Thursday, 12 December 2019

Is Marriage a Failure?

(By MONA CAIRD, in the Westminster Review.)

It is not difficult to find people mild and easygoing about religion, and even politics may be regarded with wide-minded tolerance; but broach social subjects, and English men and women at once become alarmed and talk about the foundations of society and the sacredness of the home. Yet the particular form of social life or of marriage, to which they are so deeply attached, has by no means existed from time immemorial ; in fact, modern marriage, with its satellite ideas, only dates as far back as the age of Luther. Of course the institution existed long before, but our particular mode of regarding it can be traced to the era of the Reformation when commerce, competition, the great bourgeois class, and that remarkable thing called "respectability," also began to arise.
Before entering upon the history of marriage, it is necessary to clear the ground for thought upon this subject by a protest against the careless use of the words " human nature," and especially "woman's nature." History will show us, if anything will, that human nature has an apparently limitless adaptability, and that, therefore, no conclusion can be built upon special manifestations which may at any time be developed. Such development must be referred to certain conditions; and not be mistaken for the eternal law of being. With regard to "woman's nature," concerning which innumerable contradictory dogmas are held, there is so little really known about it and its power of development, that all social philosophies are more or less falsified by this universal though sublimely unconscious ignorance.
The difficulties of friendly intercourse between men and women are so great, and the false sentiments induced by our present system so many and so subtle, that it is the hardest thing in the world for either sex to learn the truth concerning the real thoughts and feelings of the other. If they find out what they mutually think about the weather it is as much as can be expected — consistently, that is, with genuine submission to present ordinances. Thinkers, therefore, perforce take no count of the many half-known and less understood ideas and emotions of women, even as these actually exist at the moment, and they make still smaller allowance for potential developments which at the present crisis are almost incalculable. Current phrases of the most shallow kind are taken as if they expressed the whole that is knowable on the subject.

--- SUPPLIED INFORMATION ---
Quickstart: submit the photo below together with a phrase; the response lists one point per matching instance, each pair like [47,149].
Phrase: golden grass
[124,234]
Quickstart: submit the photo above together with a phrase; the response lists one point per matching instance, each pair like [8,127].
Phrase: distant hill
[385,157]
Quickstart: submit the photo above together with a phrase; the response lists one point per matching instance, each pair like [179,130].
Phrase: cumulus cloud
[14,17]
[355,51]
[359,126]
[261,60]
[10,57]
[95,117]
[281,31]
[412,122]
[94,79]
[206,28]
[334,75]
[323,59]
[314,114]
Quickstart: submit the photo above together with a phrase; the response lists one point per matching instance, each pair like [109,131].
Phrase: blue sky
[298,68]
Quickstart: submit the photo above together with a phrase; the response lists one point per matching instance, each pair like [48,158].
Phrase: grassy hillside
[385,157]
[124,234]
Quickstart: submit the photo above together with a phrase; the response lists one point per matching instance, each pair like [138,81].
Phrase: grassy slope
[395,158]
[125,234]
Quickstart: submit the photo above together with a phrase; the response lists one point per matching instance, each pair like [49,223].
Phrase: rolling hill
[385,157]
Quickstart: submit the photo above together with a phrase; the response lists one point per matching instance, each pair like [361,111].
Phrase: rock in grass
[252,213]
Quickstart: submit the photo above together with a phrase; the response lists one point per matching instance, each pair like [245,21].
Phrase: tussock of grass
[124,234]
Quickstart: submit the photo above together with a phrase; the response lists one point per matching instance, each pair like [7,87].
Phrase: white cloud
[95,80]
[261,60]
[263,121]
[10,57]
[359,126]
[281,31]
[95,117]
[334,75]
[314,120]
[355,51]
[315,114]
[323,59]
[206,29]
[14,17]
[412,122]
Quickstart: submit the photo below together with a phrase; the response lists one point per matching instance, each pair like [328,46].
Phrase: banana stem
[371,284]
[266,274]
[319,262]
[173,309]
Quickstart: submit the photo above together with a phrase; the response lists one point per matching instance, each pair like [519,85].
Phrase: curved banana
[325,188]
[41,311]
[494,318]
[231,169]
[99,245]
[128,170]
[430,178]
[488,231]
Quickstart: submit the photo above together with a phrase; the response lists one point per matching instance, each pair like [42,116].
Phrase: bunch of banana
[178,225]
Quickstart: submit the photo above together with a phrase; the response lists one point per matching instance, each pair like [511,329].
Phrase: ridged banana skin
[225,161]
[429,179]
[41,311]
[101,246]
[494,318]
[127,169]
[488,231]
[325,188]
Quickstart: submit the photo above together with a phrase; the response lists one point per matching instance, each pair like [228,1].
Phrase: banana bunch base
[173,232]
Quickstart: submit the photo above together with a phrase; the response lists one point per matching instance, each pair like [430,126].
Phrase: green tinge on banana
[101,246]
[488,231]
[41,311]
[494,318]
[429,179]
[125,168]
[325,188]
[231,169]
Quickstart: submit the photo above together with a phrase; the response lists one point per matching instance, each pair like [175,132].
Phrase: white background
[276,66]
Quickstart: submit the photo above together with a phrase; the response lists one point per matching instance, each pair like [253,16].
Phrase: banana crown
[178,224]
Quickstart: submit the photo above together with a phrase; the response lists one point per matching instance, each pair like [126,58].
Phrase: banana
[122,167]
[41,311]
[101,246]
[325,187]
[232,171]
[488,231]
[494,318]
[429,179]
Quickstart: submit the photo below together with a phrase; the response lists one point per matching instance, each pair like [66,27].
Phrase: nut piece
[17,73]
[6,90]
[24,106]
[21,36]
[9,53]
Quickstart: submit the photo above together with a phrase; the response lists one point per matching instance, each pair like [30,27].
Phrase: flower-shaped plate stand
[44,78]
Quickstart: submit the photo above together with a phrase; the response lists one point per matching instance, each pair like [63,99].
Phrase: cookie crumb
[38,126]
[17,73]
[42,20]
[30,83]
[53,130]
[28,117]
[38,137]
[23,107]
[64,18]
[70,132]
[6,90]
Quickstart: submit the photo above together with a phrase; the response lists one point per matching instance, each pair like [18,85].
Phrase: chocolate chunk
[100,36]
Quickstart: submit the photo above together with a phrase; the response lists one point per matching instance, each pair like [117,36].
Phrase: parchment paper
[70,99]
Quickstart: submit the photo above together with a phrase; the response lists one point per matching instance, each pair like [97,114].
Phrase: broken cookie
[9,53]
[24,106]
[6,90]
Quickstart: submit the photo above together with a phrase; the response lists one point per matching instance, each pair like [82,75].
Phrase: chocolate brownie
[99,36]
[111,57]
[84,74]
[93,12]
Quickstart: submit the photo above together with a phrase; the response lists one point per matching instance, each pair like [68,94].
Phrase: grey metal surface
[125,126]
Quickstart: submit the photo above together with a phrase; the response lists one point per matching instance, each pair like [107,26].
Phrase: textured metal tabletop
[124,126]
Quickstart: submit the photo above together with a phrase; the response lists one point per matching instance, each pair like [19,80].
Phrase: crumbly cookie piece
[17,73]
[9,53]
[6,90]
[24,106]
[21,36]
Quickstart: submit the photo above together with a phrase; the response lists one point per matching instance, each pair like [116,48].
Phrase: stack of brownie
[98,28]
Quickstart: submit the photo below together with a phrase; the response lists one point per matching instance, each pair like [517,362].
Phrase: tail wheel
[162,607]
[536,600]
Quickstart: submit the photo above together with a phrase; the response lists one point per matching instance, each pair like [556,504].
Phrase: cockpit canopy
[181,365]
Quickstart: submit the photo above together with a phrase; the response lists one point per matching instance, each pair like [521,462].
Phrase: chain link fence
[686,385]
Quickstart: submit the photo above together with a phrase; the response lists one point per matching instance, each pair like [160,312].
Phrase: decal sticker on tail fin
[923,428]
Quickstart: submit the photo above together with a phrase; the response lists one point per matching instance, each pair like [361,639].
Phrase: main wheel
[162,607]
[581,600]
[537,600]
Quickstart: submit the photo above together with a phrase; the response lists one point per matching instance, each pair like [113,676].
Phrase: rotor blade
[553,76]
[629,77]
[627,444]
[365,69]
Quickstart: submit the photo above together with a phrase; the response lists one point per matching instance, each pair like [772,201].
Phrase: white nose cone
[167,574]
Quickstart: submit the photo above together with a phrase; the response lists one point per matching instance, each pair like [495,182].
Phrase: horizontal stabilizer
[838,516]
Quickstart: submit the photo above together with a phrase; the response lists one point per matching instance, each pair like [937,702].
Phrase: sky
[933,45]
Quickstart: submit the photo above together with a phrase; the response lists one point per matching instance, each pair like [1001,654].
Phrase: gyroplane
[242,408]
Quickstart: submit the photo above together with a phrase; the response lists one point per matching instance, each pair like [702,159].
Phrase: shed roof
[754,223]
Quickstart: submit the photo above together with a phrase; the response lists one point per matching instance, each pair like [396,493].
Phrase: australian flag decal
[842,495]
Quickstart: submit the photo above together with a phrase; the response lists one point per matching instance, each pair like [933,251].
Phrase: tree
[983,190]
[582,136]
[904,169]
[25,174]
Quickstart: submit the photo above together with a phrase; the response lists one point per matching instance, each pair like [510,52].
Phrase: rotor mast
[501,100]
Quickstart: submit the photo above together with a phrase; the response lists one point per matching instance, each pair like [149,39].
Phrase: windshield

--- APPLY WHAT YOU READ ---
[a] Give the marriage essay again, starting at "Is Marriage a" and ending at "began to arise.", and switch "Reformation" to "Renaissance" throughout that stretch.
[b] In the marriage essay, shorten the paragraph beginning "Before entering upon the history of marriage" while keeping its main points.

--- SOLUTIONS IN ORDER ---
[a]
Is Marriage a Failure?

(By MONA CAIRD, in the Westminster Review.)

It is not difficult to find people mild and easygoing about religion, and even politics may be regarded with wide-minded tolerance; but broach social subjects, and English men and women at once become alarmed and talk about the foundations of society and the sacredness of the home. Yet the particular form of social life or of marriage, to which they are so deeply attached, has by no means existed from time immemorial ; in fact, modern marriage, with its satellite ideas, only dates as far back as the age of Luther. Of course the institution existed long before, but our particular mode of regarding it can be traced to the era of the Renaissance when commerce, competition, the great bourgeois class, and that remarkable thing called "respectability," also began to arise.

[b] Before tracing the history of marriage, the essay protests against careless use of the phrases "human nature" and "woman's nature." History shows that human nature can adapt almost without limit. Its particular forms at any time come from certain conditions and are not an eternal law. As for "woman's nature," about which many contradictory dogmas are held, so little is known of it and its capacity to develop that all social philosophies are more or less falsified by this unconscious ignorance.